#### Boundary annotation records
⟨

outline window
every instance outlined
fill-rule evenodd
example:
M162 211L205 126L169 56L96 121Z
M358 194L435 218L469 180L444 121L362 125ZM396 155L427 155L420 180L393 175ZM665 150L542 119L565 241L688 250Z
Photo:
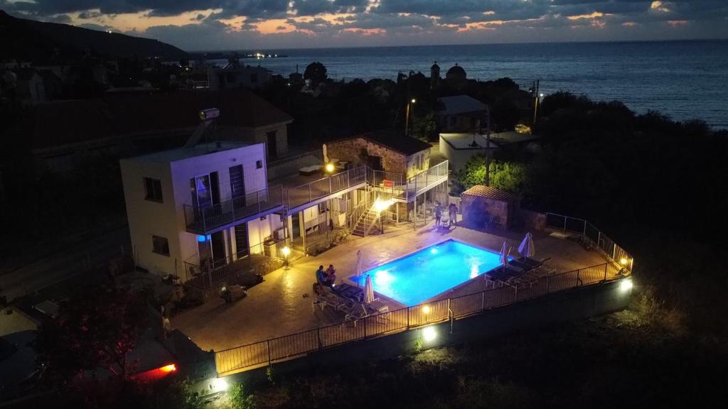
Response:
M170 243L167 241L165 237L160 237L159 236L151 237L151 251L156 253L157 254L161 254L162 255L166 255L169 257L170 255Z
M144 178L144 189L146 191L144 199L162 203L162 182L159 179Z

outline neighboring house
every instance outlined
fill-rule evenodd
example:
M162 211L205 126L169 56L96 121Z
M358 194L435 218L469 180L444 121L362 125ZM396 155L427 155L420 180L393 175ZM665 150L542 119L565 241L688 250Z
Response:
M121 170L135 258L150 272L191 279L264 253L283 227L263 143L173 149L122 159Z
M477 131L485 124L488 106L467 95L438 98L438 125L440 132Z
M391 130L340 139L326 146L330 158L402 173L406 178L430 167L430 143Z
M45 102L45 85L43 77L32 68L17 68L0 72L2 78L2 96L20 101L25 105Z
M505 146L515 146L519 149L537 149L534 140L538 135L515 131L491 132L489 148L492 152ZM486 153L486 135L478 132L440 133L440 152L450 162L454 171L465 167L470 159L478 154Z
M229 63L224 67L207 68L207 82L210 89L230 90L235 88L260 88L267 84L271 73L258 66Z
M170 93L110 92L103 98L33 107L26 119L36 163L72 170L88 157L119 158L179 146L199 124L202 109L217 108L215 140L264 143L269 158L288 151L293 118L245 90Z

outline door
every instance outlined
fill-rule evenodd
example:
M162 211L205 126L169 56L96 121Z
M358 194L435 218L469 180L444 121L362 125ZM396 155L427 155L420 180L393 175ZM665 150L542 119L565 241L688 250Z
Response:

⟩

#### YOUR INSTRUCTIONS
Copy every one of the lines above word for word, omitting the pictures.

#### TASK SOLUTION
outline window
every instance outlined
fill-rule evenodd
example:
M162 211L205 126L169 56L96 121Z
M358 194L435 218L469 180L444 121L362 125ZM396 155L427 155L420 180L393 175ZM665 150L542 119L565 241L688 250Z
Photo:
Response:
M170 243L167 241L165 237L160 237L159 236L151 237L151 251L156 253L157 254L161 254L162 255L166 255L169 257L170 255Z
M144 178L144 189L146 191L144 199L162 203L162 182L159 179Z

outline neighboring house
every instance outlined
fill-rule evenodd
example:
M162 211L205 126L169 56L96 121Z
M358 194L435 218L469 180L444 121L362 125ZM396 155L427 155L420 180L393 175ZM665 150L542 119L565 241L688 250Z
Response:
M121 170L135 258L150 272L191 279L264 253L283 227L263 143L173 149L122 159Z
M477 131L485 124L488 106L467 95L438 98L438 125L440 132Z
M391 130L340 139L326 146L330 158L402 173L406 178L430 167L430 143Z
M45 102L45 85L43 77L32 68L17 68L0 72L2 78L2 96L20 101L25 105Z
M505 146L515 146L519 149L537 149L534 140L538 135L515 131L491 132L489 148L492 152ZM486 153L486 135L478 132L440 133L440 152L450 162L454 171L465 167L470 159L478 154Z
M229 63L224 67L207 68L207 82L210 89L230 90L235 88L260 88L267 84L271 73L258 66Z
M170 93L110 92L103 98L33 107L26 119L36 163L72 170L88 157L119 158L179 146L199 124L202 109L217 108L215 140L264 143L269 158L288 151L293 118L245 90Z

outline door
every instance outlined
fill-rule evenodd
example:
M162 211L205 126L169 56L96 121Z
M358 194L435 218L469 180L444 121L362 125ZM396 155L427 155L420 180L393 175ZM665 150L542 119L565 241L688 250Z
Response:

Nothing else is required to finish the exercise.